> **What you need to do**: Find every line in the material below that contains the word "black", and copy each of those lines.

> **Entries supplied**:
+++

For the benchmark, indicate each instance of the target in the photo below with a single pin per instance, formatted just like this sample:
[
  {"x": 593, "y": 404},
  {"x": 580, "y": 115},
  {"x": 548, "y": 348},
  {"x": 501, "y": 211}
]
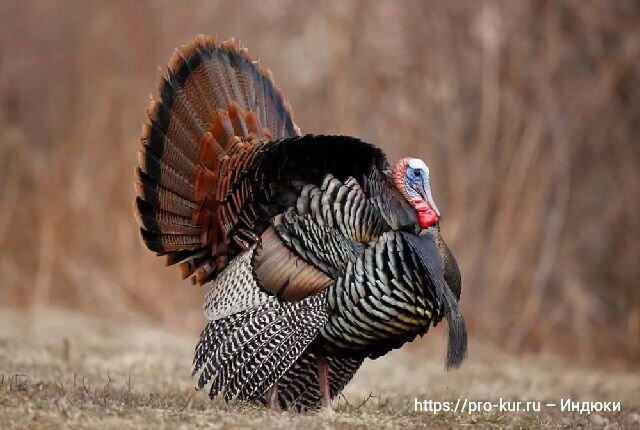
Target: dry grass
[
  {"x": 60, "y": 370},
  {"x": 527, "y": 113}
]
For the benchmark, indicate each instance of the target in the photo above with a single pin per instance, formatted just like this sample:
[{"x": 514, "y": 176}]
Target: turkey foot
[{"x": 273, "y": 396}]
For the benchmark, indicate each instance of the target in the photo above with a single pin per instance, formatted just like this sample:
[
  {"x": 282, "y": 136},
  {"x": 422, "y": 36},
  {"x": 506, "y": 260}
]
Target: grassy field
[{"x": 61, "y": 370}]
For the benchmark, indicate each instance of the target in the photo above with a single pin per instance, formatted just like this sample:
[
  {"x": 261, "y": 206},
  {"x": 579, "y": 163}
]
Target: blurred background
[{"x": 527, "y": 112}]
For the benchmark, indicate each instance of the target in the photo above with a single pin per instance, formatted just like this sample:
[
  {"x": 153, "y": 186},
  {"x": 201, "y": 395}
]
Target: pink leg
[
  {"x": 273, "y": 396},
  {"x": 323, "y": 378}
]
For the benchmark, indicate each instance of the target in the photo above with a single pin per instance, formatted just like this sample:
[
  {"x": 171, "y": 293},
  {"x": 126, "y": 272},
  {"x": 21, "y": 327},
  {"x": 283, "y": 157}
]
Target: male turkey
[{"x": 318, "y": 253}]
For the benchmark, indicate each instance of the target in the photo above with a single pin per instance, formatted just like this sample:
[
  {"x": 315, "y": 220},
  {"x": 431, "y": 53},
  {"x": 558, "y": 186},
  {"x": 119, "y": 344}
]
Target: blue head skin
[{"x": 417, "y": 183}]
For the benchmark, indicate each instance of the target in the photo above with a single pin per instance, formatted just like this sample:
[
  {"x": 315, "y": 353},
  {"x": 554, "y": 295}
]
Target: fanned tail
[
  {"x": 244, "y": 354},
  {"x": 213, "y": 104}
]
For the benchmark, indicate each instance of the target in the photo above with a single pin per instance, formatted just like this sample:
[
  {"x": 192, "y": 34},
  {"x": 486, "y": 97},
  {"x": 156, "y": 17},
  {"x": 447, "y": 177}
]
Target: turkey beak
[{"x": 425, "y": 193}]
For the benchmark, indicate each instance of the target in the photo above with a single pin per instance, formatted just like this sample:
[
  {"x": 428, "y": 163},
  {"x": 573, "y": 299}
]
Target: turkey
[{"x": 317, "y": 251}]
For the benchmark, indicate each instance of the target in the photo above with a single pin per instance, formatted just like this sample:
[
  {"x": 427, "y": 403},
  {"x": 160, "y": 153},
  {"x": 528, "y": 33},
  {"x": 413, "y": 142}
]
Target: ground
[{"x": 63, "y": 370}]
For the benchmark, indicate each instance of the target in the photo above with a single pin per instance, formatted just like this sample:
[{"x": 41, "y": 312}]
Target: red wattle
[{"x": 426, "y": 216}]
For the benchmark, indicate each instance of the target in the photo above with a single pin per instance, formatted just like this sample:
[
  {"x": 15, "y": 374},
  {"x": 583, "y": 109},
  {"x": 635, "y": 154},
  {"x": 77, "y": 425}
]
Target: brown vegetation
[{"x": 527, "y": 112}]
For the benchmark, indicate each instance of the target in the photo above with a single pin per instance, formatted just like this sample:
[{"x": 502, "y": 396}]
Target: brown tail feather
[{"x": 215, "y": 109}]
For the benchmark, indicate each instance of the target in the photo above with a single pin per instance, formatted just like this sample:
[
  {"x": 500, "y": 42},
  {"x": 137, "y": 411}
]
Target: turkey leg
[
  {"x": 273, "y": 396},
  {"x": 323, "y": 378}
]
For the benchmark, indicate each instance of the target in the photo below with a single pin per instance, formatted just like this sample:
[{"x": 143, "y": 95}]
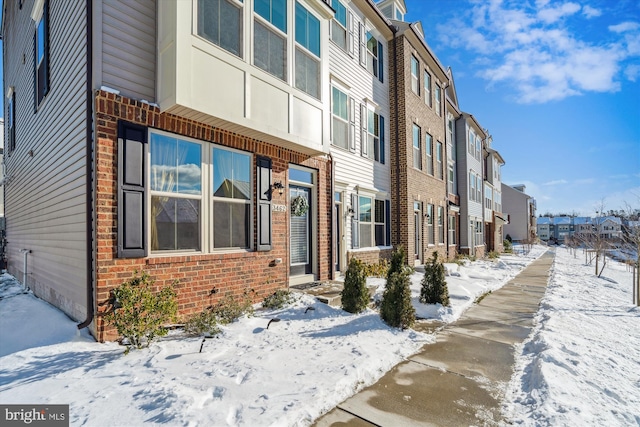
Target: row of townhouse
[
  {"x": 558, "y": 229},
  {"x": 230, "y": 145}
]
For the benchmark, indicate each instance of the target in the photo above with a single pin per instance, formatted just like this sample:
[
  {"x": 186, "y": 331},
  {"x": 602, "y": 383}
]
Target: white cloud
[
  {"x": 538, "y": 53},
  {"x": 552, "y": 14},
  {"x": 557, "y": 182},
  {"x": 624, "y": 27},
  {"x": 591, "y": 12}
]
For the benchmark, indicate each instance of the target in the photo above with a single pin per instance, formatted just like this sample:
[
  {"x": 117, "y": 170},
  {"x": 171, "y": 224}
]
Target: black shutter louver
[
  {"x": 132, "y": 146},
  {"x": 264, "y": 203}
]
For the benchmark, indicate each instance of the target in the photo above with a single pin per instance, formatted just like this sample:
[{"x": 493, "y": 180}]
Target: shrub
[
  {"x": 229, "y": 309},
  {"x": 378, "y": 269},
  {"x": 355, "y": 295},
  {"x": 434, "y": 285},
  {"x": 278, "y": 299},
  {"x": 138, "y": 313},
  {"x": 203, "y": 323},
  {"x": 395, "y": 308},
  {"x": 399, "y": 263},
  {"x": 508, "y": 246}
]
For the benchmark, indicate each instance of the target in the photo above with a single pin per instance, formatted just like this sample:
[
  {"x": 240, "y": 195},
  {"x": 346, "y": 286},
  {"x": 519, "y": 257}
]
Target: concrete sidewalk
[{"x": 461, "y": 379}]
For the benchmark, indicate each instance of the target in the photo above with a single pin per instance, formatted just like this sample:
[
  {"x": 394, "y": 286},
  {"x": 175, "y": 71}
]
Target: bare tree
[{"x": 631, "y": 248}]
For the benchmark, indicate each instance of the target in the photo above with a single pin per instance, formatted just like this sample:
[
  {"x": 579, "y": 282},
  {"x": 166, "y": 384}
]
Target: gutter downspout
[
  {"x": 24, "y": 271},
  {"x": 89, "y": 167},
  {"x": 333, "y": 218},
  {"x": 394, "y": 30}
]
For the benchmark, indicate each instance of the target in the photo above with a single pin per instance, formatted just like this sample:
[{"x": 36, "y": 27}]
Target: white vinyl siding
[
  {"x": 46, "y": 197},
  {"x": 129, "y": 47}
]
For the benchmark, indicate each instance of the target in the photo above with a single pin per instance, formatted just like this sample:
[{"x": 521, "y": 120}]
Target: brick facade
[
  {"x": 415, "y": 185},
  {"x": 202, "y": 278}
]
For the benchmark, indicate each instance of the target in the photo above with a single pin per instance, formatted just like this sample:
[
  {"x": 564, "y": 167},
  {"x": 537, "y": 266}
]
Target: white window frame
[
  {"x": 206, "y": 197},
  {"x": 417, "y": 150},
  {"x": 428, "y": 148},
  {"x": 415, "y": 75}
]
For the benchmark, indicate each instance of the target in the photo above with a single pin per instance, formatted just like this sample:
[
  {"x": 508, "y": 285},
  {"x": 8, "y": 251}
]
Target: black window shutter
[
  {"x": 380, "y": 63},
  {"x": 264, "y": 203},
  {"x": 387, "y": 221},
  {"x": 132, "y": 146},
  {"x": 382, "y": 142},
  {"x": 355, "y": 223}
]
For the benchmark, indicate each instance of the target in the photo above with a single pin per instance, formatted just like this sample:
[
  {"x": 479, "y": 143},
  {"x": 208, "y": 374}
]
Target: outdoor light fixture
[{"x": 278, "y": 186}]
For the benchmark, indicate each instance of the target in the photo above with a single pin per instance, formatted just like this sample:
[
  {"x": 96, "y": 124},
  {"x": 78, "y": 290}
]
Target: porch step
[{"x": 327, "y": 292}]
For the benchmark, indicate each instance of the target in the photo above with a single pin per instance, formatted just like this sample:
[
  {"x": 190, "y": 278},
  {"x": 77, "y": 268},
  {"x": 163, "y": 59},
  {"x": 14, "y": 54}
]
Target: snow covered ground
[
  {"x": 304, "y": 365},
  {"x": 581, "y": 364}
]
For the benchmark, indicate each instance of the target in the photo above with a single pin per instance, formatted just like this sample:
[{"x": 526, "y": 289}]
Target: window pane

+++

> **Reply**:
Target: black shutter louver
Target: black window shutter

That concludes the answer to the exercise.